Collection entries
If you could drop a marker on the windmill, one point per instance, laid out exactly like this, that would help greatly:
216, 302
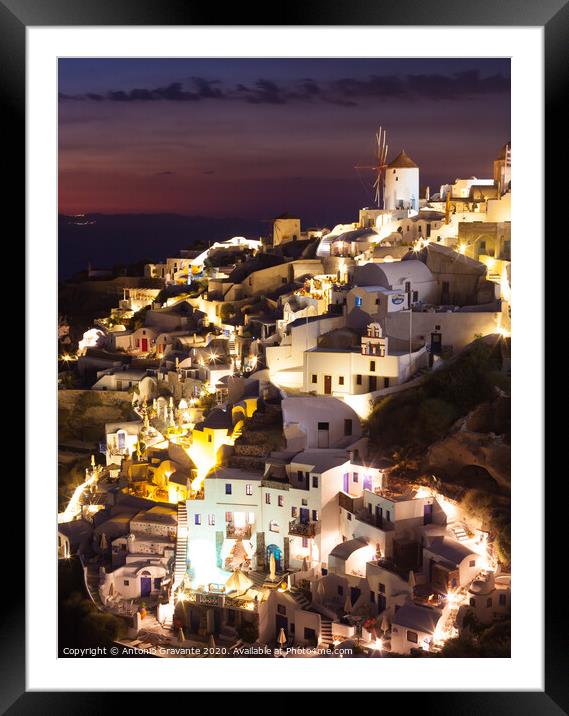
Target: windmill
380, 166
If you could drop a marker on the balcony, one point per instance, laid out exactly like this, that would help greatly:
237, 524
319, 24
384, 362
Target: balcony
371, 519
233, 532
302, 529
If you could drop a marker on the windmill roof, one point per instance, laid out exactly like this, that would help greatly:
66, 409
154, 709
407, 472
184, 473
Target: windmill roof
403, 161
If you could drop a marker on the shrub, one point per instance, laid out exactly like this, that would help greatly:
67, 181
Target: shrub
248, 632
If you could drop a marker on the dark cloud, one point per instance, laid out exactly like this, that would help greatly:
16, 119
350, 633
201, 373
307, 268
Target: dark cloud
347, 91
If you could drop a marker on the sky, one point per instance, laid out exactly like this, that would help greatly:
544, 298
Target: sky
255, 138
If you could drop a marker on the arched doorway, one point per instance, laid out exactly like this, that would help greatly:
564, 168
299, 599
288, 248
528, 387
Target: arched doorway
277, 552
145, 583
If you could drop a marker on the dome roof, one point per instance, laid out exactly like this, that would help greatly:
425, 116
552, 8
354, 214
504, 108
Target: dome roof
402, 161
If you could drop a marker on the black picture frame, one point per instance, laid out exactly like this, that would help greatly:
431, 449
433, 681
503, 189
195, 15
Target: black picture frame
552, 15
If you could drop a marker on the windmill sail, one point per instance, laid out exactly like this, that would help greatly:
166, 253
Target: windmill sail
379, 167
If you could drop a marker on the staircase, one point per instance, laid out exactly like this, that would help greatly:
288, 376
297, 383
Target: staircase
300, 597
180, 562
325, 632
92, 584
458, 532
325, 624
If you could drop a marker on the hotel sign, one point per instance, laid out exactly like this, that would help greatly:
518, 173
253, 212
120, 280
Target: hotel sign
210, 600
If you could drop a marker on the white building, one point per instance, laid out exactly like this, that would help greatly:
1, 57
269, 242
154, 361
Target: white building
402, 183
373, 365
121, 439
140, 558
414, 627
319, 422
119, 378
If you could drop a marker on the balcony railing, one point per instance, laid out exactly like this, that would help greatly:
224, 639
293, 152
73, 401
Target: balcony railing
371, 518
302, 529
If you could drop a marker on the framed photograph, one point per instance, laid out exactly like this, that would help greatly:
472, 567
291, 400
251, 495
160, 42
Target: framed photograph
285, 368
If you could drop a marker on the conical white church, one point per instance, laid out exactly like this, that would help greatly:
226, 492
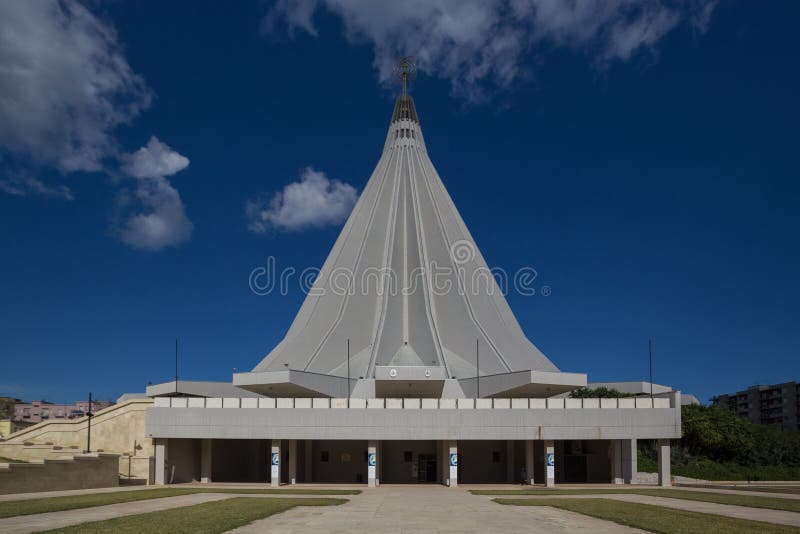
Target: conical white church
405, 364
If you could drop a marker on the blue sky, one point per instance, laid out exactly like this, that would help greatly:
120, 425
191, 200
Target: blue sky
643, 162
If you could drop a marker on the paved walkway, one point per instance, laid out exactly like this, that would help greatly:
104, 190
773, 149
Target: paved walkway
402, 508
428, 509
739, 512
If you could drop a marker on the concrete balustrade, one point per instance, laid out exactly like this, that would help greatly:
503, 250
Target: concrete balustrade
415, 403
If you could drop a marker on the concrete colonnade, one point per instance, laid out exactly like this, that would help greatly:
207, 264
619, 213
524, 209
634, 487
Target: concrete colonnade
621, 453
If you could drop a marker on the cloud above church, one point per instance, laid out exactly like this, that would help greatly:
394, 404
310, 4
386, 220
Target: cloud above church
64, 85
481, 46
151, 213
314, 201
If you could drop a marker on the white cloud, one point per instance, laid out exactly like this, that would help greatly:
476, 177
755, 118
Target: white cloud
152, 215
64, 84
480, 45
314, 201
155, 159
24, 185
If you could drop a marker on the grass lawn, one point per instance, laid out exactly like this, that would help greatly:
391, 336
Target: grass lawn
655, 518
753, 501
219, 516
762, 489
72, 502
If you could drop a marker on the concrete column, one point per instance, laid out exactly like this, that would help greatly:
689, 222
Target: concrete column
161, 461
629, 462
275, 463
380, 462
615, 457
452, 459
372, 463
205, 460
529, 461
511, 476
309, 454
292, 461
664, 463
549, 463
439, 462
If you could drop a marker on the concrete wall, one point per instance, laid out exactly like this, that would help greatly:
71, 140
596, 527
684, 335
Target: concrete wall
346, 461
244, 460
420, 424
114, 430
80, 472
395, 468
476, 461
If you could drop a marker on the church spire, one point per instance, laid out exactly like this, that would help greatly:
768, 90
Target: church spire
405, 71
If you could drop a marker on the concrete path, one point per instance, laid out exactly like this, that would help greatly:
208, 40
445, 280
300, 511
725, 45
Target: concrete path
50, 520
739, 512
421, 509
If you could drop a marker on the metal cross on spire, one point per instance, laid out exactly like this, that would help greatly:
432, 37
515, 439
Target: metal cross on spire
406, 71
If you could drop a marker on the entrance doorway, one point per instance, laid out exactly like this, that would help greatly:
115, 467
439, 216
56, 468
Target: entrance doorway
427, 469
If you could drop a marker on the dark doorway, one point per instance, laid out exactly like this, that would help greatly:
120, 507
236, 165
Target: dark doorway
427, 468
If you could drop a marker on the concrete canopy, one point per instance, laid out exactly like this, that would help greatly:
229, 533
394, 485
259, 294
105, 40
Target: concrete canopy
406, 287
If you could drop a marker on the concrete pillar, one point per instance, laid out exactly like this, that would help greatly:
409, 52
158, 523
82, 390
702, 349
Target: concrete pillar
205, 460
629, 462
293, 461
161, 461
511, 476
372, 463
549, 463
615, 457
309, 463
379, 474
275, 463
664, 463
452, 459
529, 461
439, 461
444, 464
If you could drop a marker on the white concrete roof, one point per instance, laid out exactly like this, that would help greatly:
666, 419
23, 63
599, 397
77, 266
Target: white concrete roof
404, 283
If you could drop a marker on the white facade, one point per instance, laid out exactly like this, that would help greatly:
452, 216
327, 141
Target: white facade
405, 364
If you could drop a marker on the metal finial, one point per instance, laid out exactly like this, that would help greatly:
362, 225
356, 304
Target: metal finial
406, 71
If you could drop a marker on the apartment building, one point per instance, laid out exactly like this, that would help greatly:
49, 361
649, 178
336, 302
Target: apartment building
776, 404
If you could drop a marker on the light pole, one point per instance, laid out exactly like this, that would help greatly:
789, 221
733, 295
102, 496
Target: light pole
89, 415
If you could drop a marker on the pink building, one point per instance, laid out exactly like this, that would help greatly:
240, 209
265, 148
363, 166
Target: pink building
38, 411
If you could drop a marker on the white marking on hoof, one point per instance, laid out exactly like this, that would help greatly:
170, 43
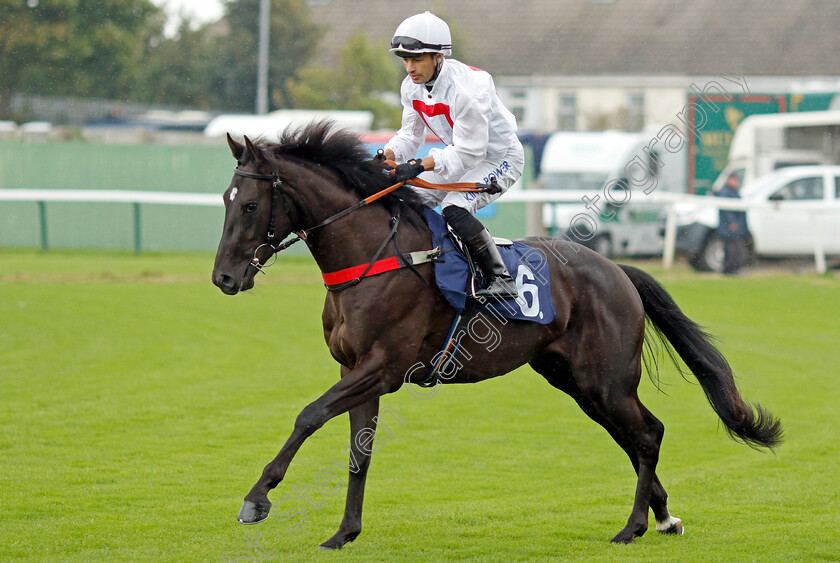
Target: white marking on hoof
670, 526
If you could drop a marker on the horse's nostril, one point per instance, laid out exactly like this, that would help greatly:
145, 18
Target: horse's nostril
225, 282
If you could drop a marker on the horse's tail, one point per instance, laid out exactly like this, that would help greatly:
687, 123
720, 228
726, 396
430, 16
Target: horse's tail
750, 424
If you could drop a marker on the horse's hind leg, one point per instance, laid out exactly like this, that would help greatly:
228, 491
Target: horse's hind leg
557, 372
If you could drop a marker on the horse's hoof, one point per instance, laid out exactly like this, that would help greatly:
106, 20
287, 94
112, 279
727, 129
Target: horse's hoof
621, 538
253, 512
338, 541
670, 526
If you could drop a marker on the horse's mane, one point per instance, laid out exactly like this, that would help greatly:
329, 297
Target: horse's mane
345, 154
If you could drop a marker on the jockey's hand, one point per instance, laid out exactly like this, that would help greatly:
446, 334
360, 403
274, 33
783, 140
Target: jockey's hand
408, 170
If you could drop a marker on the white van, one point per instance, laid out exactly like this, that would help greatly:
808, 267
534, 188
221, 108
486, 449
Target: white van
764, 143
590, 162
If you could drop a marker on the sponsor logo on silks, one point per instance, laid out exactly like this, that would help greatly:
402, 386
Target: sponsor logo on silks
502, 170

PROBLEM DESCRIPTION
Drop the pictures and copy the data exactly.

REPLY TO THE EXERCISE
If you could drop a marker on the windmill, one point per instance, laid out exactly like this, that would help greatly:
216, 302
Target: windmill
380, 166
If you could drop a marker on the balcony, one point per instance, laid out exactly like this, that would help greatly:
237, 524
319, 24
384, 362
Target: balcony
371, 519
233, 532
302, 529
If you could drop a marker on the windmill roof, one point per instance, laid out exactly like this, that would help greatly:
66, 409
154, 709
407, 472
184, 473
Target: windmill roof
403, 161
If you could drop a marker on the shrub, one point per instance, laid out exactly like this, that would help greatly:
67, 181
Target: shrub
248, 632
If you could drop a marker on the dark cloud, one point per instance, laid out exactly like this, that would help greatly:
16, 119
350, 633
201, 373
307, 268
Target: dark cloud
347, 91
If you could drop a marker on the sky, one point per instance, laid out exactly like this, that would help greatly:
544, 298
Target: sky
255, 138
If you could drop a marker on the arched doorway, one point per instance, laid out exactly like this, that would help greatly:
564, 168
299, 599
288, 248
528, 387
Target: arched doorway
277, 552
145, 583
If you could drop a marker on the dome roof, one point per instance, laid out exactly like this, that would help greatly:
425, 116
552, 8
354, 214
504, 108
Target: dome roof
402, 161
If you could drop a marker on the black picture frame, one point per instance, laid out exactly like this, that would help greatly:
431, 449
433, 681
503, 189
195, 15
Target: black picture frame
552, 15
If you could drop a marker on the windmill sail, one point per instance, laid out exactly like this, that would help greatly:
166, 253
Target: windmill sail
379, 167
If you could drop a marker on the staircase, one point per instance, laid out exactly like this, that would help greatly:
288, 376
297, 383
Target: staircase
300, 597
180, 562
325, 632
92, 584
458, 532
325, 624
If you could drop a marker on the hotel sign, one point per instance, laid out exactly like this, that would help greatly:
518, 173
253, 212
120, 280
Target: hotel sign
210, 600
If you could drop a marker on the white building, one point per instance, laid out exactly like this, that would help greatly:
1, 57
269, 242
154, 361
Target: white building
402, 183
373, 365
121, 439
140, 558
414, 627
319, 422
119, 378
If you could drop a marker on the balcony railing, one point per instance, laid out exactly like this, that would help greatly:
224, 639
293, 152
73, 401
Target: balcony railing
371, 518
302, 529
If you could drop a marker on the framed photograph, one point per instance, laid out exactly like this, that would help greatly:
472, 567
291, 400
251, 495
160, 42
Target: framed photograph
285, 368
If you could drop a marker on the conical white church, one point per instance, laid out exactly like this, that would help greatly:
226, 492
Target: conical white church
405, 364
If you could drop a marker on the blue sky, one point per instance, laid out exactly like this, that would help greatly:
120, 425
191, 200
Target: blue sky
643, 162
If you could drop a marker on the paved walkway, one point per instance, laid out exactly like this, that would help greatly:
104, 190
773, 149
Target: paved walkway
402, 508
428, 509
739, 512
If you could drop a marker on the concrete balustrade, one point per instance, laid out exactly like this, that would help greatly:
503, 250
Target: concrete balustrade
415, 403
If you could drop a marker on the concrete colonnade, one point per instance, laid out exactly like this, that would help greatly:
207, 264
619, 213
524, 209
634, 487
Target: concrete colonnade
621, 453
If you could drop a marker on the cloud above church, one point per instance, laid out exactly like this, that would help greatly:
394, 404
310, 4
386, 220
Target: cloud above church
64, 85
481, 46
151, 213
314, 201
If you could drop a marker on the white cloud, one point per instance, laid out exactly like this, that would help greatly:
476, 177
755, 118
Target: white cloud
152, 215
64, 84
480, 45
314, 201
155, 159
24, 185
If you could drop a marker on the grass lawn, one point per instance, laid out exactly like this, that would help greatly:
391, 336
Target: grass lawn
655, 518
753, 501
219, 516
762, 489
72, 502
If you could drop a marker on the concrete column, one point per instance, laid out exactly like this, that would help greatly:
689, 222
Target: concrete column
161, 461
629, 462
275, 463
380, 462
615, 457
452, 459
372, 463
205, 460
529, 461
511, 476
309, 454
292, 461
664, 463
549, 463
439, 462
If you could drop a marker on the concrete wall, one point per instance, laid out exactly like this, that would help greatly:
71, 140
596, 527
684, 335
Target: concrete wall
346, 461
244, 460
420, 424
114, 430
80, 472
395, 468
476, 461
If you could drop a marker on the church spire, one point per instance, laid out exactly like this, that would help greatly:
768, 90
Target: church spire
405, 71
If you could drop a marker on the concrete path, one point per instance, laid out exactly like this, that would help greatly:
208, 40
445, 280
300, 511
725, 45
Target: concrete path
50, 520
739, 512
421, 509
If you could drop a marker on the metal cross on spire, one point per instance, laid out exactly like this, that would help greatly:
432, 37
515, 439
Target: metal cross on spire
406, 71
If you could drop a marker on the entrance doorway, one point per instance, laid out exactly like this, that would help greatly:
115, 467
439, 216
56, 468
Target: entrance doorway
427, 469
If you could drop a marker on the dark doorway, one point per instance, laid out exactly like this, that would help greatly:
120, 507
236, 165
Target: dark doorway
427, 468
If you could drop a marker on the concrete canopy, one point per instance, laid out exactly like this, that would help greatly:
229, 533
394, 485
259, 294
105, 40
Target: concrete canopy
406, 287
If you could drop a marker on the concrete pillar, one point per instance, laid out exactly like this, that would help greatly:
409, 52
158, 523
82, 390
702, 349
Target: concrete pillar
205, 460
629, 462
293, 461
161, 461
511, 476
372, 463
549, 463
615, 457
309, 463
379, 474
275, 463
664, 463
452, 459
529, 461
439, 461
444, 464
If you could drop a marker on the white concrete roof, one point per instance, laid out exactly like this, that would help greatly:
666, 419
23, 63
599, 397
77, 266
Target: white concrete roof
404, 283
If you could drop a marker on the white facade, one point per instance, laid out exactly like this, that would help greatly:
452, 216
327, 141
Target: white facade
405, 364
If you could drop a marker on the metal finial, one point per instance, laid out exactly like this, that would help greatly:
362, 225
356, 304
Target: metal finial
406, 71
If you could drop a marker on the apartment building, one point per instance, laid out exactly like this, that would help greatly:
49, 361
649, 178
336, 302
Target: apartment building
776, 404
If you could drop a marker on the light pole, one point per instance, laid out exactly like this, that would help greatly:
789, 221
733, 295
102, 496
Target: light pole
89, 415
If you could drop a marker on the pink building, one point per instance, laid out exactly like this, that would help greatly:
240, 209
265, 148
363, 166
Target: pink building
38, 411
If you could drop a marker on the white marking on hoof, one point per instance, laid out exactly like this, that would help greatly:
170, 43
Target: white marking on hoof
670, 526
If you could drop a marker on the horse's nostril, one point per instance, laid out exactly like this, that would help greatly:
145, 18
Target: horse's nostril
225, 282
If you could drop a marker on the horse's tail, one point per instance, laid out exactly like this, that would help greatly:
687, 123
720, 228
726, 396
430, 16
Target: horse's tail
750, 424
If you could drop a marker on the horse's hind leg, one point per instance, laid out exactly like this, that would help greatly:
228, 491
Target: horse's hind leg
557, 372
If you could drop a marker on the horse's hoof, one point per instance, laid out exactly like this, that would help greatly:
106, 20
287, 94
112, 279
727, 129
Target: horse's hoof
621, 538
253, 512
338, 541
670, 526
If you could drop a marker on the horse's mane, one point per instance, laid out exactly like this, that would help greatly:
329, 297
Target: horse's mane
345, 154
If you could drop a marker on the jockey's hand, one point per instance, laid out exactly like this, that would help greatly:
446, 334
360, 403
274, 33
783, 140
Target: jockey's hand
408, 170
If you could drop a marker on the white van, one point per instance, laid out exactly like this, that would help greatly:
808, 267
534, 188
221, 108
486, 449
Target: white van
764, 143
590, 162
If you could drop a marker on the sponsor logo on silks, one point per instance, laid out exactly like this, that would help greatly:
402, 386
Target: sponsor logo on silks
502, 170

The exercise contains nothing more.